## Start SUPPLIED PASSAGE
Sapi Island is a short jet-boat ride from Kotakinabalu, the pretty
capital of Sabah, Malaysian Borneo. 8º North latitude. At the Kotakinabalu jetty, there were floating pink jelly-fish the size of musk-melons. This time at least I could shout wolf without fear of being derided as a drama-queen. Our dive instructor was Jason, a native Sabahan who spoke the lilting Singaporean/Malay English with the delightful ‘la’ at the end of a sentence. “I am your guide la”, “I go, you follow la!” I guessed he’d be about 55, but he had a body like a whippet, gunned the boat like the devil himself and was a PADI instructor. In short, he inspired confidence. At Pulau (Island) Sapi, standing in waist-deep water of the South China Sea, he gave us a thorough half hour run-down on all that we needed to know for the upcoming one-hour dive. We were on our deepest dive yet – 14 m, or as high as a three-storeyed building as Jason told it. Just a metre or two below the surface, the water turned cold. There seemed to be a lot of sediment in the water, churned up from the white sand dunes stretching in all directions on the sea floor. At this depth, the reef was not particularly dense either. This time, I was wearing a mask with powered lenses for my myopia, and could finally get a fish-eye view of the underwater world without getting eyeball to eyeball with the demented-looking creatures. Jason let a long red and yellow striped sea-snake pass over his hand. I dared not. The small fish came investigating. I think at least two tried to take advantage of me being in unfamiliar territory and nipped me on my legs. No piranhas here, so I decided to take no notice of the cheeky fish.
When we returned to shore, our boys (we had two – two and three years old) were in the good care of our Sabahan friends June and Ray, and a big, friendly WWF-Sabah field team. They were both in the water, frisking about excitedly like two little cartoon suns in their bright yellow life-jackets. The younger one shrieked when he saw me, “See Mum-mum, the fisss is bitin’ meee!” A shoal of blue-white striped fish had surrounded him, looking for food. He could touch the darting fish! They are too young to snorkel yet, and can’t dive until they are 16, when their lungs will be well-developed, but they managed to put on their goggles and hold their breaths long enough to peep under the surface. What a world they must have espied just on that little patch off the beach! The Tunku Abdul Rahman Marine National Park authorities had put a nylon line with buoys to mark a large ring for snorkellers. I made for the far end, trying to leave behind some decidedly hairy, wormy things crawling on the sand. I chanced upon a mixed school of little fish feeding on the spines of a violet sea-urchin. Suddenly, a big bully of a pied fish, as long as my forearm, came charging and scattered them. Then he gave me a how-smart-I-am look - very like the late-comer college boy in the Mentos Dimag ki batti jala de ad - and proceeded to polish off the sea-urchin all by himself. On another part of the reef, the story of the small fish pretending-to-be-a-big-fish was being played out again…
Small animals, big value
Coral reefs are the lungs
of the sea, the way tropical rain-forests are on land. One of the most bio-diverse ecosystems on earth, reefs harbour over 2 million species, and provide food security, income and protection from hurricanes. According to the WWF Marine Program, South-east Asia’s reef fisheries alone are worth US $ 2.4 billion annually. The Great Barrier Reef of Australia is 2300 km long and 30,000 km² in area and is the only natural feature of earth than can be seen from space. It is amazing to think that such a structure has been built over the millennia by a humble animal called the coral polyp. The coral polyp feeds on suspended organic matter and the photosynthetic byproducts of its symbiotic algae, exudes a calcareous skeleton and builds up in shallow tropical seas at the rate of a mere 150 mm/year! Unfortunately, like the tropical forests, the world’s reefs are being destroyed at an unprecendented rate by over fishing, effluents and sediments, excessive tourism and the big ghost of all – global warming.
## End SUPPLIED PASSAGE
## Start EXCERPTED DATA
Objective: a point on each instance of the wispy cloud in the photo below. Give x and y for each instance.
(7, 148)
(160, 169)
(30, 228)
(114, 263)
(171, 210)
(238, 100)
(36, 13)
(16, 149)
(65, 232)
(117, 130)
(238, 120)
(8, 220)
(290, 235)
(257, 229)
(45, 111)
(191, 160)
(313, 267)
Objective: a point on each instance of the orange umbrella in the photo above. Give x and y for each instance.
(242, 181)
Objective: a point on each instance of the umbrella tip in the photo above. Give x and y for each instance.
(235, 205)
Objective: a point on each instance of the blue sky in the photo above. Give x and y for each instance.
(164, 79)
## End EXCERPTED DATA
## Start EXCERPTED DATA
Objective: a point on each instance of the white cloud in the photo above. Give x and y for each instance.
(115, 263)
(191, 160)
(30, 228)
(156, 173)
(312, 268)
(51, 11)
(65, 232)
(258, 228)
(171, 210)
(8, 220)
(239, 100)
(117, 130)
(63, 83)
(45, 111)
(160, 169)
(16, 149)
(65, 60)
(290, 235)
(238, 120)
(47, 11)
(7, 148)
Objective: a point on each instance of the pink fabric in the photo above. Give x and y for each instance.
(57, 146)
## End EXCERPTED DATA
EXERCISE TASKS ->
[a] In the Sapi Island dive account, how much are South-east Asia's reef fisheries worth each year?
[b] Carry the Sapi Island dive account forward from its last sentence.

EXERCISE RESPONSES ->
[a] US $2.4 billion annually, according to the WWF Marine Program.

[b]
Anyone can reef watch
The good news is that we
have some of the world’s best, still-clean reefs right on our territory – in the Andamans and Lakshwadeep (which is the same chain of atolls as the Maldives). There is also good diving to be had off the mainland in Goa and Karwar (Karnataka). Almost anyone who is healthy, from 18 to 80 (as one website blithely says!), can go diving. If you haven’t got around to learning how to swim, you can at least put on a life jacket and snorkel in a safe area off the beach – it is just as wonderful. For all those who appreciate Nature (and who doesn’t?), this is a must-have experience at least once in a lifetime. The beauty and wonder will become part of you. (And remember, no matter now pretty they look at the beachside markets, you must please never buy corals – even if it is dead matter. Because they are the building blocks for the reefs and beaches, they are the hide-and-seek place for the little fish and they simply have no place in your living room or jewellery box).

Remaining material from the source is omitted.